■ **Records shown**

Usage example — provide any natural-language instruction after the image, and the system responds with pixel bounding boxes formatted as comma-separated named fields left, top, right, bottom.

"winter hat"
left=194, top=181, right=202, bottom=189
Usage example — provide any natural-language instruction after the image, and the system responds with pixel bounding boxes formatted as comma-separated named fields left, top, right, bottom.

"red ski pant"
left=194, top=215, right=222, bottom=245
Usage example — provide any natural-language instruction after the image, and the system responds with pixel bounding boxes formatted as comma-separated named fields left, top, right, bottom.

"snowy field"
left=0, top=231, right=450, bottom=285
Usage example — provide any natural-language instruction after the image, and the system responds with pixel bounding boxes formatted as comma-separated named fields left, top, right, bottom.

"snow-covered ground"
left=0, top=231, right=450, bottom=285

■ **Exercise brief**
Please convert the items above into a two-column CSV with the headers "prompt" and "response", one row per item. Put each item's text and its answer in a single quoted field, replacing line breaks with spaces.

■ **Exercise result**
prompt,response
"Usage example — provide any natural-language instruction after the image, and the system responds with pixel bounding boxes formatted as comma-separated named fields left, top, right, bottom. ""winter hat""","left=194, top=181, right=202, bottom=189"
"Usage example — provide any natural-language instruction after the image, and the system responds with pixel bounding boxes formatted as comma-separated named fields left, top, right, bottom. ""red ski pant""","left=194, top=215, right=222, bottom=245"
"Usage example — provide any natural-language instruction after the image, and the system responds with pixel bounding boxes formatted as comma-separated named fields left, top, right, bottom. ""snowy field""","left=0, top=231, right=450, bottom=285"
"Usage example — provide any natural-language instruction after the image, and the system responds with pixel bounding boxes formatted as comma-separated named fields left, top, right, bottom. ""snow-covered ground""","left=0, top=231, right=450, bottom=285"